## Supplied information
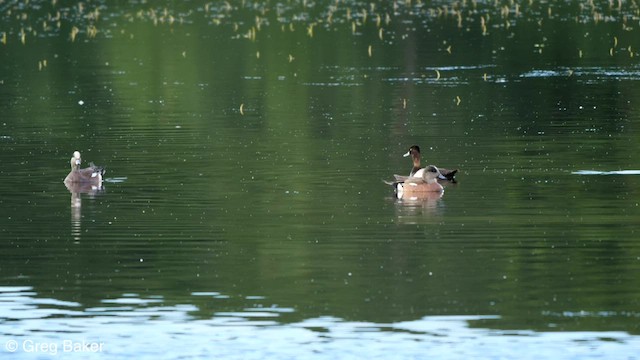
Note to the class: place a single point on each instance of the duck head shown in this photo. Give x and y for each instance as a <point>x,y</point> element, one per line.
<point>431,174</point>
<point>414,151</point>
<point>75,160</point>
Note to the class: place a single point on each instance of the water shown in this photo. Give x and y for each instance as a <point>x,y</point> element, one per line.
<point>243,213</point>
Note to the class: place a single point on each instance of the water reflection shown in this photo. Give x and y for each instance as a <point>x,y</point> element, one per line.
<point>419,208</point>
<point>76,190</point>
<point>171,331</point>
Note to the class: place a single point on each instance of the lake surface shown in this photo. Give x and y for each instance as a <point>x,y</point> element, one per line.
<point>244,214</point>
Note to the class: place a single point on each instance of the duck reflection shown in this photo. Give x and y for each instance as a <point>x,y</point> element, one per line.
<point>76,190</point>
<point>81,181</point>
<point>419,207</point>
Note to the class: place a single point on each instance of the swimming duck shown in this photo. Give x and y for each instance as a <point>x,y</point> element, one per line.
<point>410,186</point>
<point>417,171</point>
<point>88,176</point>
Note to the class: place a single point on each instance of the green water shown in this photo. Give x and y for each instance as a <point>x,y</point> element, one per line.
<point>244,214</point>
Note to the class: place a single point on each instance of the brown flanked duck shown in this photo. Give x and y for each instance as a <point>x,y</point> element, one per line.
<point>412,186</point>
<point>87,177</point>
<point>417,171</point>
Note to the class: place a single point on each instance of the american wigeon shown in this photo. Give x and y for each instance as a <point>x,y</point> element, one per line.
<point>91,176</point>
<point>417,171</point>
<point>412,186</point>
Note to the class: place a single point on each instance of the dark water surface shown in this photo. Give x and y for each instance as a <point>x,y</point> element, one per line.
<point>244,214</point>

## Aim
Rewrite the listing from the line containing "of the green" through the end, replacing "Note to the class" with "Note to the group" and leaving everything else as it is.

## Response to this exercise
Note to the group: place a single point on each instance of the green water shown in this photo. Give x and y for each instance as a <point>x,y</point> element, one per line.
<point>244,214</point>
Note to the group: place a single point on each instance of the brown flanked duck shown in this photo. Give x and y for each instance as a <point>x,y</point> element, one per line.
<point>412,186</point>
<point>87,177</point>
<point>417,171</point>
Note to the group: place a single point on each instance of the american wigeon shown in this photo. Give x and y for each instance as a <point>x,y</point> element, one per line.
<point>91,176</point>
<point>417,171</point>
<point>412,186</point>
Note to the group: place a single point on each instance of the dark water surface shown in this photo. Give x and y for each instance as a <point>x,y</point> element, one per line.
<point>244,214</point>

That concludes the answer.